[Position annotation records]
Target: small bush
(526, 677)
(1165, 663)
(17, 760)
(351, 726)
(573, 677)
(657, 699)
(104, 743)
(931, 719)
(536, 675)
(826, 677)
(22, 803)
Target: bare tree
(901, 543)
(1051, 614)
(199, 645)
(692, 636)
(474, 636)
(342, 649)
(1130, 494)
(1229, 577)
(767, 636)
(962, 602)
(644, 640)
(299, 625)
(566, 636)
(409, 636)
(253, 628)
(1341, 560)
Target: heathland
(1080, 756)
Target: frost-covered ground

...

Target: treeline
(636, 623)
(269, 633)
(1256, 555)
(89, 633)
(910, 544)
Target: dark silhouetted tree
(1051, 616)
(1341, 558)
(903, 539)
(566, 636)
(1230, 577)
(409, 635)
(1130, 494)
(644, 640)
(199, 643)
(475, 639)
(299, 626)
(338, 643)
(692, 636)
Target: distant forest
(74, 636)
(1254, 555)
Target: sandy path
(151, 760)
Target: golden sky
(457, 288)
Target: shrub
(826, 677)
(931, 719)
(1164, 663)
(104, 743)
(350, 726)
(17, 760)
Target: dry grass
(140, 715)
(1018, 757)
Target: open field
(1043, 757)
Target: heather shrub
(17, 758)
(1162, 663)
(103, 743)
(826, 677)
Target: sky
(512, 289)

_PROBLEM DESCRIPTION_
Rewrite the lines of the listing between the line containing "Target: small bush" and the line containing "Target: frost-covered ground", inclusive, leaving the "Target:" lines unchanged. Multiply every coordinate value by 1.6 and round it to the nearest whole number, rounding halves up.

_SOLUTION FOR THIS EXERCISE_
Target: small bush
(842, 1083)
(1864, 1061)
(27, 1216)
(562, 1162)
(917, 1083)
(1051, 1118)
(166, 1189)
(1490, 1150)
(858, 1080)
(1322, 1083)
(35, 1285)
Target: bare tree
(1442, 869)
(1682, 982)
(318, 1032)
(1107, 1018)
(758, 1018)
(547, 1038)
(1808, 790)
(1966, 923)
(1227, 1018)
(1539, 963)
(1030, 1024)
(478, 1000)
(906, 1018)
(654, 1018)
(405, 1005)
(2146, 896)
Target: heathland
(1728, 1210)
Target: frost-covered ground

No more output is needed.